At step 526, each computing device determines a score for the audio signal received at its respective microphone. In various examples, each computing device has a scoring module that can generate a score for speech in the respective audio signal. The scoring module can be a neural network or other deep learning system as described above with respect to FIG. 1.

At step 528, each computing device transmits its respective score to the other computing devices in the shared room participating in the teleconference. At step 530, each device identifies the highest score of the respective scores received from each of the other local computing devices as well as its own local score. At step 532, each device determines whether the highest score corresponds to its own local score. If the highest score corresponds to its own local score, the method 520 proceeds to step 534 and the local computing device unmutes its microphone and transmits its audio input from its microphone to the teleconference. Similarly, the local computing device transmits the audio output from the teleconference to its loudspeaker. If the local device determines at step 532 that the highest score is does not correspond with its local score (i.e., its local score is lower than the highest score), the method 520 proceeds to step 536, and the local computing device mutes its microphone and loudspeaker.

In general, the computing device with the highest score will unmute its microphone and the computing devices with scores lower than the highest score will mute their microphones (and loudspeakers). In some examples, the loudspeaker for the local meeting room is the loudspeaker on the local computing device with the highest score.

In various examples, step 532 can occur simultaneously at each local computing device. In various examples the method 520 returns to step 524, and steps 524-536 are periodically repeated. For example, steps 524-536 can be repeated about every 5 ms, 10 ms, 20 ms, 25, ms, or 50 ms. Thus, when a different participant in the meeting room begins speaking, the microphone with the highest score can change, and the microphone that is unmuted can be automatically switched via the method 520.

Example Computing Device

FIG. 6 is a block diagram of an example computing device 600, in accordance with various embodiments. In some embodiments, the computing device 600 may be used for at least part of the deep learning system 100 in FIG. 1, as well as the systems of FIGS. 2A, 2B, 3, 4A, and 4B. A number of components are illustrated in FIG. 6 as included in the computing device 600, but any one or more of these components may be omitted or duplicated, as suitable for the application. In some embodiments, some or all of the components included in the computing device 600 may be attached to one or more motherboards. In some embodiments, some or all of these components are fabricated onto a single system on a chip (SoC) die. Additionally, in various embodiments, the computing device 600 may not include one or more of the components illustrated in FIG. 6, but the computing device 600 may include interface circuitry for coupling to the one or more components. For example, the computing device 600 may not include a display device 606, but may include display device interface circuitry (e.g., a connector and driver circuitry) to which a display device 606 may be coupled. In another set of examples, the computing device 600 may not include a video input device 618 or a video output device 608, but may include video input or output device interface circuitry (e.g., connectors and supporting circuitry) to which a video input device 618 or video output device 608 may be coupled.

□ □ □ □

== Set task 1 ==
In the teleconference audio text, what does a local computing device do if the highest score is not its own local score?
== Set task 2 ==
Pick up the teleconference audio text after its last sentence and carry it forward.

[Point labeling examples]

□ □ □ □

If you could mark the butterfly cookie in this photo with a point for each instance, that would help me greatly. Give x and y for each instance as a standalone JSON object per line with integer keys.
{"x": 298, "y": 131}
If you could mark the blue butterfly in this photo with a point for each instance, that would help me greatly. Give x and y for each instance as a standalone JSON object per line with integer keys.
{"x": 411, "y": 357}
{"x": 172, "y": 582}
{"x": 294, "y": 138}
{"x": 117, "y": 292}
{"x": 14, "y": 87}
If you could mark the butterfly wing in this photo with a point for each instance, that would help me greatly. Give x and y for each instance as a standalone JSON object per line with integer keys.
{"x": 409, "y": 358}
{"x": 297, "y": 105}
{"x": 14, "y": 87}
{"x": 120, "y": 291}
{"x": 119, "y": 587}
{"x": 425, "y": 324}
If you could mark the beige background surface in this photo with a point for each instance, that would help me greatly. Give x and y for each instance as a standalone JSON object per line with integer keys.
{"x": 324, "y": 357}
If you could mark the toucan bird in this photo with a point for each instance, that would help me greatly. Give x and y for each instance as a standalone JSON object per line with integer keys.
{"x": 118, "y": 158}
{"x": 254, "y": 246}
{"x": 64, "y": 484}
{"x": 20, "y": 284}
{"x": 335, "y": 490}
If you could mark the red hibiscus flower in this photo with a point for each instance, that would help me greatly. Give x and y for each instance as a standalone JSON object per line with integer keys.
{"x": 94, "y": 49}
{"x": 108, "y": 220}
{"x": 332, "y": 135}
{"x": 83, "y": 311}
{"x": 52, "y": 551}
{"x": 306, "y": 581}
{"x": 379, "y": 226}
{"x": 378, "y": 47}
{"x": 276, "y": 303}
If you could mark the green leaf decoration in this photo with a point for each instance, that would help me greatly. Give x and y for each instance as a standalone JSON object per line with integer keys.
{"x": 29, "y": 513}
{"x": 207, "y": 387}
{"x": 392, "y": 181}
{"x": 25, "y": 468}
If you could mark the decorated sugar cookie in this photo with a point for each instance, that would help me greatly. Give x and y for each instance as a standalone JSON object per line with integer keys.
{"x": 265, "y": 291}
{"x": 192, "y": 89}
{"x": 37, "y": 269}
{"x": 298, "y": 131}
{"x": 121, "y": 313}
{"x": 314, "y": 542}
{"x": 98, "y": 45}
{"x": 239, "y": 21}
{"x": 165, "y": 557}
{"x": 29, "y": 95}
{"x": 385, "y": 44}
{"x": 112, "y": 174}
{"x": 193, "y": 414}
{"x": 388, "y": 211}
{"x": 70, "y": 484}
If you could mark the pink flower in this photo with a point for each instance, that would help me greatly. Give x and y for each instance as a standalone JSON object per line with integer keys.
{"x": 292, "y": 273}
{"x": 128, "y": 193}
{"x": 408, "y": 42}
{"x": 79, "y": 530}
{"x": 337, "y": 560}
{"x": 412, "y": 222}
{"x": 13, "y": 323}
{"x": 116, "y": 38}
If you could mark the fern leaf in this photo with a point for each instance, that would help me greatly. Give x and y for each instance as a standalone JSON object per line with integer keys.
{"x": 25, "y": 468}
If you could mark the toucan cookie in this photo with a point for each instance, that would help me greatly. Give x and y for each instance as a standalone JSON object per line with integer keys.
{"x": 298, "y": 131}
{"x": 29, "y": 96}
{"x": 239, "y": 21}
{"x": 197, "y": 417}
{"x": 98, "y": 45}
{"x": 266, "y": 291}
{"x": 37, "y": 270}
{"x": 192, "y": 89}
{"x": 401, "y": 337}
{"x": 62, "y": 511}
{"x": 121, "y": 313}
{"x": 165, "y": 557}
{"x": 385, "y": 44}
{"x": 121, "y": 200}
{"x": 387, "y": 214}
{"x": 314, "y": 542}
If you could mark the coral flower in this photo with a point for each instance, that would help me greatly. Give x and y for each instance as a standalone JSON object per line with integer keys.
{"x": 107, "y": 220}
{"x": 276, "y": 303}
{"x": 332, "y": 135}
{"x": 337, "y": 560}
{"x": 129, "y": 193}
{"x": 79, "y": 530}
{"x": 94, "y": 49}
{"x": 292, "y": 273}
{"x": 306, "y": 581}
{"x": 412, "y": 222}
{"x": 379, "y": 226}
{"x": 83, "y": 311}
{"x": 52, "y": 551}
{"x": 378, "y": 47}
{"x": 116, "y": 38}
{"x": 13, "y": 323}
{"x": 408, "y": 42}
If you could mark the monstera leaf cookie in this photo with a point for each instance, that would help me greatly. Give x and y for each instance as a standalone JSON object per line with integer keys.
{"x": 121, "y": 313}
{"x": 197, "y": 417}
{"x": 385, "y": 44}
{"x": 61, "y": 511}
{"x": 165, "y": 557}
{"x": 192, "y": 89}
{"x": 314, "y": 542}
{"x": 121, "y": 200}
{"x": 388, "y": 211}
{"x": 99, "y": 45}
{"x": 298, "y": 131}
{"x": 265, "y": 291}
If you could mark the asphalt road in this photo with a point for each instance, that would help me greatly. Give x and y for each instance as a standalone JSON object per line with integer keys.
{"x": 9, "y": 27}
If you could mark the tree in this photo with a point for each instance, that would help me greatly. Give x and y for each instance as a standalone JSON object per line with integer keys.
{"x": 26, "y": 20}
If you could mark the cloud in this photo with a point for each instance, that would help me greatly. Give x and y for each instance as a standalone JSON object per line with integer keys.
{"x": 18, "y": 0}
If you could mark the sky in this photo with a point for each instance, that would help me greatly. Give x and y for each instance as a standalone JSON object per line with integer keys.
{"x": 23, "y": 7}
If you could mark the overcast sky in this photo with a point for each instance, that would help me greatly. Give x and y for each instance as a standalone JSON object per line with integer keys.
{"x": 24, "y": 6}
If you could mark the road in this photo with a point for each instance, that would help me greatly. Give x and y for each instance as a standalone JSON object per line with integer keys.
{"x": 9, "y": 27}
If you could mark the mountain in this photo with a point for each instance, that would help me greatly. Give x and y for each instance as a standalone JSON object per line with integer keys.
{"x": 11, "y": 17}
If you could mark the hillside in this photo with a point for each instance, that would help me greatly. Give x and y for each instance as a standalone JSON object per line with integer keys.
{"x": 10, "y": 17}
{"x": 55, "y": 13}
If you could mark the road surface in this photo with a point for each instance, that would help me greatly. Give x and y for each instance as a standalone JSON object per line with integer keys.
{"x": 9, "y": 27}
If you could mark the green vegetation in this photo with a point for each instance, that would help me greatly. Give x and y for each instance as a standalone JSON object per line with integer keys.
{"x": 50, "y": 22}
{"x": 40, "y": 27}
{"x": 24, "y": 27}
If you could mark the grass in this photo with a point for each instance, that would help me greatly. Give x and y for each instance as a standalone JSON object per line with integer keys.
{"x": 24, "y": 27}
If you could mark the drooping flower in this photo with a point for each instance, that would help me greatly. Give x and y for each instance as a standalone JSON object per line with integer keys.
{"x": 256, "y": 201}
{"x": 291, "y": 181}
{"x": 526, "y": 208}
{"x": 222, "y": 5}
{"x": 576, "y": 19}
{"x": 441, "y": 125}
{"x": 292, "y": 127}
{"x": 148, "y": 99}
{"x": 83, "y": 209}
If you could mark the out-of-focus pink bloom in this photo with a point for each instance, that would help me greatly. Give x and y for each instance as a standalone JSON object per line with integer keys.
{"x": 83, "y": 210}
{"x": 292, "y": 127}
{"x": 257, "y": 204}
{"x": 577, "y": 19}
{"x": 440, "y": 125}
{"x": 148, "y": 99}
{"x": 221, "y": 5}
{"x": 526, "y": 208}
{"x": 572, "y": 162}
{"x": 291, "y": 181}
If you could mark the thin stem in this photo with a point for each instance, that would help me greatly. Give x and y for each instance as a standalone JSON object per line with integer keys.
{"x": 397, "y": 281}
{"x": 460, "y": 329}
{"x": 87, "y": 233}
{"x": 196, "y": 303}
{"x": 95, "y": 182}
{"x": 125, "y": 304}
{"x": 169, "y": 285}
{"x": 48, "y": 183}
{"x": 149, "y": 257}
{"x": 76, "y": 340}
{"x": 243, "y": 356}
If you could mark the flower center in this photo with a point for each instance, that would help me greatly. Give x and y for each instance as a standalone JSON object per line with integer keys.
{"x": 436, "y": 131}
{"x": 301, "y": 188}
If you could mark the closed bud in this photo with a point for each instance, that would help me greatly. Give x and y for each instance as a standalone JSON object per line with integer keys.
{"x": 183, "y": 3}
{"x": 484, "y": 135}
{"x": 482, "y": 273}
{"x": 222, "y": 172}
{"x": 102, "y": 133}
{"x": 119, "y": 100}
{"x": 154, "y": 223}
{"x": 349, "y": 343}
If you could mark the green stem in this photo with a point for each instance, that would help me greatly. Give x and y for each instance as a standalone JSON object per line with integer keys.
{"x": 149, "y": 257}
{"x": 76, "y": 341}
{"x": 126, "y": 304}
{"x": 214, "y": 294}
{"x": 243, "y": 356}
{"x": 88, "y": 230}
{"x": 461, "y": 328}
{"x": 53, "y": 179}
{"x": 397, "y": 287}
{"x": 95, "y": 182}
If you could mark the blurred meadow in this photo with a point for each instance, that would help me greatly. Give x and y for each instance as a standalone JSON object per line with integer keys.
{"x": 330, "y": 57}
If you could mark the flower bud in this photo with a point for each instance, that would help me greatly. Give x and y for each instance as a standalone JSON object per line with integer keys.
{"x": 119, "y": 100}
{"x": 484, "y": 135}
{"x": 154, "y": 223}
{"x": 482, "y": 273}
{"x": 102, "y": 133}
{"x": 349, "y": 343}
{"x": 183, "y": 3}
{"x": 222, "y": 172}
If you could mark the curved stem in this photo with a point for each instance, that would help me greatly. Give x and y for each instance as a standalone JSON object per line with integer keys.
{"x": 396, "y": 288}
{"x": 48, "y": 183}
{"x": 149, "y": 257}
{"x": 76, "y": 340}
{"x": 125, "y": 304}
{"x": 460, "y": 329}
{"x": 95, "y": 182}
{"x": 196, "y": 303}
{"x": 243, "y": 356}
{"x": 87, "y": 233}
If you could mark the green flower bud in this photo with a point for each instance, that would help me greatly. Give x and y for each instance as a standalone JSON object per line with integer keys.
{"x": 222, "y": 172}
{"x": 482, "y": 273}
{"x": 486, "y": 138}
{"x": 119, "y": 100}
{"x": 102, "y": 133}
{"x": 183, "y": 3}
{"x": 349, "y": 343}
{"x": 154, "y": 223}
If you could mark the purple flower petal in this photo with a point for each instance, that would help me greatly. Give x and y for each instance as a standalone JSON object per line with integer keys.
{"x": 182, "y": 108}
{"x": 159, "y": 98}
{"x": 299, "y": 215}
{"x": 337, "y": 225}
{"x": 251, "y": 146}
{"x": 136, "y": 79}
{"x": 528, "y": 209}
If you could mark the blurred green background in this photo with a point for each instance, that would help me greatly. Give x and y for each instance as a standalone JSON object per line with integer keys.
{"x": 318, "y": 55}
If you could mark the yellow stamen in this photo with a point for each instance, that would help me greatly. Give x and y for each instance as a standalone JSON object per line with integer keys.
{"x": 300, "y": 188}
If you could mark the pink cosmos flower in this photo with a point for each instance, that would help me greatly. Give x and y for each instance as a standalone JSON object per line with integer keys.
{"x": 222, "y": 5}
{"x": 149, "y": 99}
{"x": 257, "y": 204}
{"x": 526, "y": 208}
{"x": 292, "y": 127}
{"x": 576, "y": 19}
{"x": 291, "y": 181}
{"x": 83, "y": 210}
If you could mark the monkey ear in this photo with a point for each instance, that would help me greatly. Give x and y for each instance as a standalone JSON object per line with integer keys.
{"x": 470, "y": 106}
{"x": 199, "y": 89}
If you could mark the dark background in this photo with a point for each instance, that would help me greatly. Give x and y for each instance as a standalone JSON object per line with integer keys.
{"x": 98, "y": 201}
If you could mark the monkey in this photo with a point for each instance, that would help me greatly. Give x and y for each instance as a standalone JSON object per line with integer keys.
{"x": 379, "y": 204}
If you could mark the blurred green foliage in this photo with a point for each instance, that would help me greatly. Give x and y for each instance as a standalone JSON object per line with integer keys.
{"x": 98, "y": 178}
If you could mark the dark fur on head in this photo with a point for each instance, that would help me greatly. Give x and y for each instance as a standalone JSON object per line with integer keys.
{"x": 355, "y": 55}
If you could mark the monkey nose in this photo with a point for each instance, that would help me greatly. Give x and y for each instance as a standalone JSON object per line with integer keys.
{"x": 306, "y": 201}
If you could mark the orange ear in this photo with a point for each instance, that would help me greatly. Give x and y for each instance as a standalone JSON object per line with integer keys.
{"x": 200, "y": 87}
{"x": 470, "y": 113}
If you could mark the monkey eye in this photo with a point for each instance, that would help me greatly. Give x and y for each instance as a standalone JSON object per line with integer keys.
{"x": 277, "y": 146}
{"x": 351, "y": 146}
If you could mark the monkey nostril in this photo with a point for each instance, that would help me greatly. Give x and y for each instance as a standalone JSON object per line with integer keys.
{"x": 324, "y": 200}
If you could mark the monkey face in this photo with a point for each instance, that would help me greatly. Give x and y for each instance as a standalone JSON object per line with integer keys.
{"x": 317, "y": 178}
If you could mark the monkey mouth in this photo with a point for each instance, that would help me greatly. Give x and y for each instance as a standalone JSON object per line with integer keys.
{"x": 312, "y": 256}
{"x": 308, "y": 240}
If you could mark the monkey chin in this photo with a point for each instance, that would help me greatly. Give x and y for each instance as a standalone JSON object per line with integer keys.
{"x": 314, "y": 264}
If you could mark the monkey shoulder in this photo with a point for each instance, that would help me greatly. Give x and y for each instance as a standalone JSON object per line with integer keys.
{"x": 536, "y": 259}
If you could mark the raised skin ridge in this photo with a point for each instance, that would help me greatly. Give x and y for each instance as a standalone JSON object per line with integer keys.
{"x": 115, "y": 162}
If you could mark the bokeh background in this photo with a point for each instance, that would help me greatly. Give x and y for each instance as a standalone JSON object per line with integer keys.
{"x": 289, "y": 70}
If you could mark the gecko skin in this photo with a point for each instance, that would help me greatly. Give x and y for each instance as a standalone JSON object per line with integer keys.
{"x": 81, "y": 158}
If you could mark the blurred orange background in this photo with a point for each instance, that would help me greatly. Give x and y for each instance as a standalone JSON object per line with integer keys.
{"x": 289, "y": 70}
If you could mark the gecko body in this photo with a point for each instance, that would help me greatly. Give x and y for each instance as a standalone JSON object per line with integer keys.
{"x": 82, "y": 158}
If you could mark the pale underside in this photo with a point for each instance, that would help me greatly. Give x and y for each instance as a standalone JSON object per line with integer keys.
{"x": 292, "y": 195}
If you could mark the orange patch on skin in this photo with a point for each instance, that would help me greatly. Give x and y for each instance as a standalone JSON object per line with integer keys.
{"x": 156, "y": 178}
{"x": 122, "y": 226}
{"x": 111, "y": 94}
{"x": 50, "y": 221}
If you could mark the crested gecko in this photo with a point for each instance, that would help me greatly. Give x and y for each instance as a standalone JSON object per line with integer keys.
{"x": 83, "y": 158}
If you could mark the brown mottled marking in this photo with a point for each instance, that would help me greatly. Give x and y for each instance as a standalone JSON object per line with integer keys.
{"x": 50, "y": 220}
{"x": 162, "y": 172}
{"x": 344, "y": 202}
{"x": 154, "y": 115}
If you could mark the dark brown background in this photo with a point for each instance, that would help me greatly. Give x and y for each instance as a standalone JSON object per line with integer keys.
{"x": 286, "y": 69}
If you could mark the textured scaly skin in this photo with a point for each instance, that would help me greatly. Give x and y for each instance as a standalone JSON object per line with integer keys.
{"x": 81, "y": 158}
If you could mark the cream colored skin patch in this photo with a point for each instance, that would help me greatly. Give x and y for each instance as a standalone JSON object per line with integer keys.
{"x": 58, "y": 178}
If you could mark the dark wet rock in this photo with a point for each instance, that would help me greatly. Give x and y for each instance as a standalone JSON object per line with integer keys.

□ □ □ □

== Expected answer 1 ==
It mutes its microphone and loudspeaker.

== Expected answer 2 ==
The computing device 600 may include a processing device 602 (e.g., one or more processing devices). The processing device 602 processes electronic data from registers and/or memory to transform that electronic data into other electronic data that may be stored in registers and/or memory. The computing device 600 may include a memory 604, which may itself include one or more memory devices such as volatile memory (e.g., DRAM), nonvolatile memory (e.g., read-only memory (ROM)), high bandwidth memory (HBM), flash memory, solid state memory, and/or a hard drive. In some embodiments, the memory 604 may include memory that shares a die with the processing device 602. In some embodiments, the memory 604 includes one or more non-transitory computer-readable media storing instructions executable for muting and/or unmuting a microphone and/or controlling computing device loudspeakers, e.g., the methods 500, 520 described above in conjunction with FIGS. 5A and 5B or some operations performed by the deep learning system 100 in FIG. 1. The instructions stored in the one or more non-transitory computer-readable media may be executed by the processing device 602.

In some embodiments, the computing device 600 may include a communication chip 612 (e.g., one or more communication chips). For example, the communication chip 612 may be configured for managing wireless communications for the transfer of data to and from the computing device 600. The term “wireless” and its derivatives may be used to describe circuits, devices, systems, methods, techniques, communications channels, etc., that may communicate data using modulated electromagnetic radiation through a nonsolid medium. The term does not imply that the associated devices do not contain any wires, although in some embodiments they might not.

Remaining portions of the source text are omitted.